_Work order_
In the reply, include exactly the lines of the entries below from the first to the line with "Task: point to the fence post.", that line included.

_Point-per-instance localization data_
===============

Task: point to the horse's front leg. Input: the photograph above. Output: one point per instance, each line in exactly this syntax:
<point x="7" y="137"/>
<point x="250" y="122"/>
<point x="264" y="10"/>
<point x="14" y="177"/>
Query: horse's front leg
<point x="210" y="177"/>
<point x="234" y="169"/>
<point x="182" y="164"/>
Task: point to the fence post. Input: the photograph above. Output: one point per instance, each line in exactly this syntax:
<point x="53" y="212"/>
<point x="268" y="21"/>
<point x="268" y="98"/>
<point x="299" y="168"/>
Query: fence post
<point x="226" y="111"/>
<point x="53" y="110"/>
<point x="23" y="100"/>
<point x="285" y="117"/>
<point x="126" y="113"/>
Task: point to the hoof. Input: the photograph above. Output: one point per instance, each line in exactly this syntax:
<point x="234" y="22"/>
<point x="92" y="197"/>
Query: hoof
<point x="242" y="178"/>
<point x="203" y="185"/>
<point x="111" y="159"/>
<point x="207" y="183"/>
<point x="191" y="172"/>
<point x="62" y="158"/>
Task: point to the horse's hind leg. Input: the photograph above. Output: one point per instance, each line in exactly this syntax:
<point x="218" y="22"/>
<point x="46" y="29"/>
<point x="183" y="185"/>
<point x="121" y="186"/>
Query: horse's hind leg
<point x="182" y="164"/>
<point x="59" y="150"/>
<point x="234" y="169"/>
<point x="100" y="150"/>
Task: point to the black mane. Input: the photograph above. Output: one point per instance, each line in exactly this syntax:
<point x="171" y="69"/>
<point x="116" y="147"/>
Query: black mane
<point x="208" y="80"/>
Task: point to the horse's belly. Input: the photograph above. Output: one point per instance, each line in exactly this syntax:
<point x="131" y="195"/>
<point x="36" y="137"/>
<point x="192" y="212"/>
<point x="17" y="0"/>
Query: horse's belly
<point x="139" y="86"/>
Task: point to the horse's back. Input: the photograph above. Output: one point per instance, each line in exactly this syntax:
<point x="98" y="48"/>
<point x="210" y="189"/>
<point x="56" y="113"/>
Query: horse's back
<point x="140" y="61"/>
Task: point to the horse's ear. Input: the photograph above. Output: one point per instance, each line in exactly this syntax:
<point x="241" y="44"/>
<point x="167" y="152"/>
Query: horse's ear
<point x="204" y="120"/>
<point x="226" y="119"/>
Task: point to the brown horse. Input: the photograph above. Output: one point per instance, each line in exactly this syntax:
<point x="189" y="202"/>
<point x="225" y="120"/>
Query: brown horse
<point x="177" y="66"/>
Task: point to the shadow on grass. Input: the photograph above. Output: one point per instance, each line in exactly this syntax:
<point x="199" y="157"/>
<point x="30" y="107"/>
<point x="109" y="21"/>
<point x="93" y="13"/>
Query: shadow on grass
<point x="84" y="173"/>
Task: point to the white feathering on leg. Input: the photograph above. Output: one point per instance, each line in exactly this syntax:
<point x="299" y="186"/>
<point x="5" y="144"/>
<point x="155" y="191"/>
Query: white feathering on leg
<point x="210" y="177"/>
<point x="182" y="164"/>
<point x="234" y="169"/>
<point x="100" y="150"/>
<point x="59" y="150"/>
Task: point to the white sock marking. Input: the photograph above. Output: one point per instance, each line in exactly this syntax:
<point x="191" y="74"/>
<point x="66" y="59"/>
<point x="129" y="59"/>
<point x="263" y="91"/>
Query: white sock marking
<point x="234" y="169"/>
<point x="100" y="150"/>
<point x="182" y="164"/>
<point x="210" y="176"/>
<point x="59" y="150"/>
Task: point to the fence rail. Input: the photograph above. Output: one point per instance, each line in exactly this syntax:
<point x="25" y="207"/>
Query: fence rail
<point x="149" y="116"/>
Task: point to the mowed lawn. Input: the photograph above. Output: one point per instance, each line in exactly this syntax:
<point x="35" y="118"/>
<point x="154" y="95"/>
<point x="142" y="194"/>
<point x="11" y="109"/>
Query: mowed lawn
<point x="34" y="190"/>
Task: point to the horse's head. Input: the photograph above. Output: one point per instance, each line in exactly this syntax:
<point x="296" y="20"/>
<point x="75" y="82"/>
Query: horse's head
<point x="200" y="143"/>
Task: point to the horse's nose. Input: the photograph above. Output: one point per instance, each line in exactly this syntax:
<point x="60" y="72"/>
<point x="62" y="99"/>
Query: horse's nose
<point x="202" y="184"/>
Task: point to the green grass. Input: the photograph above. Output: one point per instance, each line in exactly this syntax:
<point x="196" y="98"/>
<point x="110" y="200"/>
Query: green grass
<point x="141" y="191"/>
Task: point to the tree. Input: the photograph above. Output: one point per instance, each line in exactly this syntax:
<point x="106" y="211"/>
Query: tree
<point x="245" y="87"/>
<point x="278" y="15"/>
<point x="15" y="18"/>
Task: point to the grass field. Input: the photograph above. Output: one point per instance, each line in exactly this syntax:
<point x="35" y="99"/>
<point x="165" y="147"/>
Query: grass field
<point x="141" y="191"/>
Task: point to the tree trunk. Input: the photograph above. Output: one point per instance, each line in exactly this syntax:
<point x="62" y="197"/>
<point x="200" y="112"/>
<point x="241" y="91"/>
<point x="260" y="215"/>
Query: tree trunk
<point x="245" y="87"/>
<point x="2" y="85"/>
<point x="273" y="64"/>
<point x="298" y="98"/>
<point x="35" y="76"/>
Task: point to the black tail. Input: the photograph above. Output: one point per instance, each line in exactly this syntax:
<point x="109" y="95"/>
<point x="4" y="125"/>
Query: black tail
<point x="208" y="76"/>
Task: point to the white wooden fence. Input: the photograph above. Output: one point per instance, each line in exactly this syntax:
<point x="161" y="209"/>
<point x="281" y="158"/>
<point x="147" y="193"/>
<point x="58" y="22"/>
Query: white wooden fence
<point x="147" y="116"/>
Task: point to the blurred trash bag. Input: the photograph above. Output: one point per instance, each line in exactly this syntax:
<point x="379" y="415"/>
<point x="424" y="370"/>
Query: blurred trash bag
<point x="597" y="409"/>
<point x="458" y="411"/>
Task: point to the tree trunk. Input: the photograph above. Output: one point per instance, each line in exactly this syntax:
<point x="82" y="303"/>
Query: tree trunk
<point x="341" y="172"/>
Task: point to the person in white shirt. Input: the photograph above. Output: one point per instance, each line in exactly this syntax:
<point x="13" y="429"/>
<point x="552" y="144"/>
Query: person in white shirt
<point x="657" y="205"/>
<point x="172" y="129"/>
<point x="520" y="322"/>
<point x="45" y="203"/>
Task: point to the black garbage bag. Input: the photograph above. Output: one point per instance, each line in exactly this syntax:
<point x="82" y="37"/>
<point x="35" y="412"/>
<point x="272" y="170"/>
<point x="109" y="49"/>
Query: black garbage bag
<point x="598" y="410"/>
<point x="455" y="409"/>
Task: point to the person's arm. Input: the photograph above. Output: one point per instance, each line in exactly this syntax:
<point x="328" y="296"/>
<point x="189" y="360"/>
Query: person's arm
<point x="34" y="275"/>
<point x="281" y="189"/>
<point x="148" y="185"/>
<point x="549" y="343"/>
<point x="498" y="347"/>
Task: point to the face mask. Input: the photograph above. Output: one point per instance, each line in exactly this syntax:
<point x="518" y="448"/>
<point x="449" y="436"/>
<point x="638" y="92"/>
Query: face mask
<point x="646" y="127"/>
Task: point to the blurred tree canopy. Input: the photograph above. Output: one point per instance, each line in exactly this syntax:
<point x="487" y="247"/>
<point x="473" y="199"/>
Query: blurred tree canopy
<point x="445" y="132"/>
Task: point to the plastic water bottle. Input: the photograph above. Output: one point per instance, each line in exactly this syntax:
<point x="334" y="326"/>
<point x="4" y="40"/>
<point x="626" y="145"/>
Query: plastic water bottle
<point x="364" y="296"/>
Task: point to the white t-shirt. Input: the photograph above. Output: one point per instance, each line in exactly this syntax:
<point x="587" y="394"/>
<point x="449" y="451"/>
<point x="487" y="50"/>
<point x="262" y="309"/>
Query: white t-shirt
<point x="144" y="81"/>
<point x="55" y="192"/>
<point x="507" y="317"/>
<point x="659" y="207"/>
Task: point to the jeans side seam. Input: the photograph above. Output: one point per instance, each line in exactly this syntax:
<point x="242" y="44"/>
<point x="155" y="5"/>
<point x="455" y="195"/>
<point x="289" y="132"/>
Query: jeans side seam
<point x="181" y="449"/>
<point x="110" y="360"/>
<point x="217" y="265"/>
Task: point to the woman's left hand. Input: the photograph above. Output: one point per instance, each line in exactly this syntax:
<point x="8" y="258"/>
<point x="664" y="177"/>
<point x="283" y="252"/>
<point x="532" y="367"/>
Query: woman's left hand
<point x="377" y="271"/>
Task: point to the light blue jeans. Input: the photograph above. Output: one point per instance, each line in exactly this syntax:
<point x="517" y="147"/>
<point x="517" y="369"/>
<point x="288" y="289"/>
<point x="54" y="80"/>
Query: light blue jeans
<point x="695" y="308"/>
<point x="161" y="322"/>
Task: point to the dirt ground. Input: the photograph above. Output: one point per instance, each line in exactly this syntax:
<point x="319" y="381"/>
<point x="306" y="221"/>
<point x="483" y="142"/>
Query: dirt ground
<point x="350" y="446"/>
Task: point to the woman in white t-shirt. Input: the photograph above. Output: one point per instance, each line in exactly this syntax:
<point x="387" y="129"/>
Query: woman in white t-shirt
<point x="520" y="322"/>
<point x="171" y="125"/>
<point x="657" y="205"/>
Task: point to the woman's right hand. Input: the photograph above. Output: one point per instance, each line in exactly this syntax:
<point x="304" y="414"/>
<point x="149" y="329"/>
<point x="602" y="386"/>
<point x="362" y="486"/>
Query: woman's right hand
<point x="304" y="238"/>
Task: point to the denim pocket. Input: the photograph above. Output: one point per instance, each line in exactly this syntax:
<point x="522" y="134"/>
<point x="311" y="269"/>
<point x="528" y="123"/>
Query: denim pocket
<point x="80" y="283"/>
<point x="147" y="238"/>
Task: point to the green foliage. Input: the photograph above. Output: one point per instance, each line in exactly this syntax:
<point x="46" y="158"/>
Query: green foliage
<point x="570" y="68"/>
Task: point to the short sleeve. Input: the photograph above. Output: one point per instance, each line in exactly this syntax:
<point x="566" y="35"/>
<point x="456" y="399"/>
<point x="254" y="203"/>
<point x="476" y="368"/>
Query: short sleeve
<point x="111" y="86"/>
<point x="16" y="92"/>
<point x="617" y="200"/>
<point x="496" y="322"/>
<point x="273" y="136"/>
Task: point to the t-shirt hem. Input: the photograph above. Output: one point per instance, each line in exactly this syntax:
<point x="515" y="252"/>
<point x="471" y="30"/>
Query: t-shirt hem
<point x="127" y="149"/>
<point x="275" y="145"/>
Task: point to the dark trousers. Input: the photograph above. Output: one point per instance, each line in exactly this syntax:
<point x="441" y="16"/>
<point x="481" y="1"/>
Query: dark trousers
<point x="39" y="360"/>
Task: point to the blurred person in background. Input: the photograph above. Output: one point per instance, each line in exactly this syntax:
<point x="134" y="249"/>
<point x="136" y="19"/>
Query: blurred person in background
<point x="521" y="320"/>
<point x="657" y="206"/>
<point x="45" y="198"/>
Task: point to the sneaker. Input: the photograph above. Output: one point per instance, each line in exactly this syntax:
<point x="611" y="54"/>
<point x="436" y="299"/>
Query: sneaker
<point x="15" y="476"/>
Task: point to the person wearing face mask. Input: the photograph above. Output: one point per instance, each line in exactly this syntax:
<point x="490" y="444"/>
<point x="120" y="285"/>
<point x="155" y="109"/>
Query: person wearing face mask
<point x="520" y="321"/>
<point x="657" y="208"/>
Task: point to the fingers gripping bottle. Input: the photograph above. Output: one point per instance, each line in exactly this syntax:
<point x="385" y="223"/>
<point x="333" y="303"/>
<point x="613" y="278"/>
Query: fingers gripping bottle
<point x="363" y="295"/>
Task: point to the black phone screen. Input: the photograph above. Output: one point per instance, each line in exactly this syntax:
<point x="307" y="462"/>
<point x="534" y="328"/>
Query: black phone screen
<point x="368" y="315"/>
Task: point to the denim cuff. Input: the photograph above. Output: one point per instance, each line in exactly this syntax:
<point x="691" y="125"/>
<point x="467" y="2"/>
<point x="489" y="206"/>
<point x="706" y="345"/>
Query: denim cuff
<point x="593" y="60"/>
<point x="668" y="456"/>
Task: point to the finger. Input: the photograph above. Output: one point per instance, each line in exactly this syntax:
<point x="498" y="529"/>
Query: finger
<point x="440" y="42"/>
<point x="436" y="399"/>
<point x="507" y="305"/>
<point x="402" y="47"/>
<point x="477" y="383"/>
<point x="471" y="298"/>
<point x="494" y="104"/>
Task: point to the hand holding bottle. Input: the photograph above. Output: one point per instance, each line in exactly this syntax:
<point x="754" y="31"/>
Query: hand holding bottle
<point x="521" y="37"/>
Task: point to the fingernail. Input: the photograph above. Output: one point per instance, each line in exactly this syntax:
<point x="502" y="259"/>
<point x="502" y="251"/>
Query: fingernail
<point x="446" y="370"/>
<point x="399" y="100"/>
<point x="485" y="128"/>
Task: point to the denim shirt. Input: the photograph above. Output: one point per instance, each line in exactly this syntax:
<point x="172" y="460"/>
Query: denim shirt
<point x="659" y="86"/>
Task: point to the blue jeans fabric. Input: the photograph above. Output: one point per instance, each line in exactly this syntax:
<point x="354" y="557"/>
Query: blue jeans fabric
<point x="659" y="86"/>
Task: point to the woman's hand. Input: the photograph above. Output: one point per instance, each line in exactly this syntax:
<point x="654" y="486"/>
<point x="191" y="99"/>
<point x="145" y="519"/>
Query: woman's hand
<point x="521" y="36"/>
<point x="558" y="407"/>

===============

_Solution to the problem_
Task: point to the horse's front leg. Input: the photograph above. Output: one point per instance, each line in exactly this syntax:
<point x="7" y="137"/>
<point x="250" y="122"/>
<point x="264" y="10"/>
<point x="14" y="177"/>
Query: horse's front leg
<point x="210" y="177"/>
<point x="234" y="169"/>
<point x="182" y="164"/>
Task: point to the fence post. Input: the photograph above. Output: one point per instance, each line in exactly this syntax:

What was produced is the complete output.